Beginning at the line containing "column 329, row 1", restate each line of the listing below word for word until the last one has been given.
»»
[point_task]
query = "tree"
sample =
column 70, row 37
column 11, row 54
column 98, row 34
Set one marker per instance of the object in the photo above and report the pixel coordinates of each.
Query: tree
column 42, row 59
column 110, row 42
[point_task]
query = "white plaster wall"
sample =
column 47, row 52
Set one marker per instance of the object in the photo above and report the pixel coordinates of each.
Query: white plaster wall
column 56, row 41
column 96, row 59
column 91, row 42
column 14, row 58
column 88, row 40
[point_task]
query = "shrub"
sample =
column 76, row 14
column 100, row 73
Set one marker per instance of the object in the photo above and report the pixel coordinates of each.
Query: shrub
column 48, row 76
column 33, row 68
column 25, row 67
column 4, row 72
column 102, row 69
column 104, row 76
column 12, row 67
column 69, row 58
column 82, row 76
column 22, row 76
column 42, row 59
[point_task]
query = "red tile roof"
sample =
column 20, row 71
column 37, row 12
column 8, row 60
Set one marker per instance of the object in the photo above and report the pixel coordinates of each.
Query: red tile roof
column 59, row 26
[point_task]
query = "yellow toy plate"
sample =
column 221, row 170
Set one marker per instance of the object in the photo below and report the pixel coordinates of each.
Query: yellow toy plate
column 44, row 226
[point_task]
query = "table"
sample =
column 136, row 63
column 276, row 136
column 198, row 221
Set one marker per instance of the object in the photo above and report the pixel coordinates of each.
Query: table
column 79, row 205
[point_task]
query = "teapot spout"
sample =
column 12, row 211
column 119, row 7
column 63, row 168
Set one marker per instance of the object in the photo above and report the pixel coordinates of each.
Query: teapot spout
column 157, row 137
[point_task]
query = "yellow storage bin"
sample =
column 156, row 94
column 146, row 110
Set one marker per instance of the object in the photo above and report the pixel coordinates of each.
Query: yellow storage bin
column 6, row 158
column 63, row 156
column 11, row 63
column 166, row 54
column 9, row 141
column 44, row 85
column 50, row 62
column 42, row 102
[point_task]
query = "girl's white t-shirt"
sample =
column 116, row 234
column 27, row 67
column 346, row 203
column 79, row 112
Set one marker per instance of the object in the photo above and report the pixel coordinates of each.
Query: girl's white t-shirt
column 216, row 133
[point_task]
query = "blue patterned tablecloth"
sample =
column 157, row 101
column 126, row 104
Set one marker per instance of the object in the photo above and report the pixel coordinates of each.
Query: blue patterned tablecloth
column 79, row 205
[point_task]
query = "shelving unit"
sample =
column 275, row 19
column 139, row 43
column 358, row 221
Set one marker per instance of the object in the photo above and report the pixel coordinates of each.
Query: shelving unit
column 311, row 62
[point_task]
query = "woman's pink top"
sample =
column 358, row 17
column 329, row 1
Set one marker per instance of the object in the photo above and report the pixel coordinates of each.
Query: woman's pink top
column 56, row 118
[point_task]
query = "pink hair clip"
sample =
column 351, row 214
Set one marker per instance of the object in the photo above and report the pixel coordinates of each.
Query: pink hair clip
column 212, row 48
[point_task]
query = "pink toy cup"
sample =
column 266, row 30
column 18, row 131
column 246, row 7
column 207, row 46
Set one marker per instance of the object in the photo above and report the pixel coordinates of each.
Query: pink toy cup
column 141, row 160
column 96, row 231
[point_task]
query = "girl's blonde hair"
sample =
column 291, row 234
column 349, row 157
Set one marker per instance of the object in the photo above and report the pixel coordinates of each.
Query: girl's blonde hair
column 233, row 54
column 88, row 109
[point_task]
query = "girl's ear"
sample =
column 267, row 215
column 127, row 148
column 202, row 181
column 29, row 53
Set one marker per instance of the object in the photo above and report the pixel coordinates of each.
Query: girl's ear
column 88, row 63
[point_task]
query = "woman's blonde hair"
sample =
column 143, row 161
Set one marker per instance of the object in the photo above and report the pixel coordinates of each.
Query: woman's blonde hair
««
§ Problem solution:
column 329, row 1
Set one marker per instance of the object in the photo above and report the pixel coordinates of each.
Query: woman's pink top
column 56, row 118
[point_task]
query = "pink hair clip"
sample =
column 351, row 214
Set one marker per instance of the object in the photo above and report the pixel coordinates of each.
Query: pink hair clip
column 212, row 48
[point_task]
query = "pink toy cup"
sample =
column 266, row 30
column 18, row 131
column 246, row 7
column 207, row 46
Set one marker per instance of the object in the photo above and report the pixel coordinates of each.
Query: pink toy cup
column 141, row 160
column 96, row 231
[point_task]
query = "girl's blonde hair"
sample =
column 291, row 234
column 349, row 157
Set one marker per instance of the object in the photo above and report the pixel coordinates of each.
Query: girl's blonde hair
column 233, row 54
column 88, row 109
[point_task]
query = "girl's ear"
sample =
column 267, row 215
column 127, row 148
column 202, row 181
column 29, row 53
Set one marker per instance of the object in the photo above and report the pixel coordinates of each.
Query: girl's ear
column 88, row 63
[point_task]
query = "woman's blonde hair"
sample =
column 143, row 161
Set one marker per instance of the object in the photo above and report the pixel coordinates of each.
Query: woman's blonde hair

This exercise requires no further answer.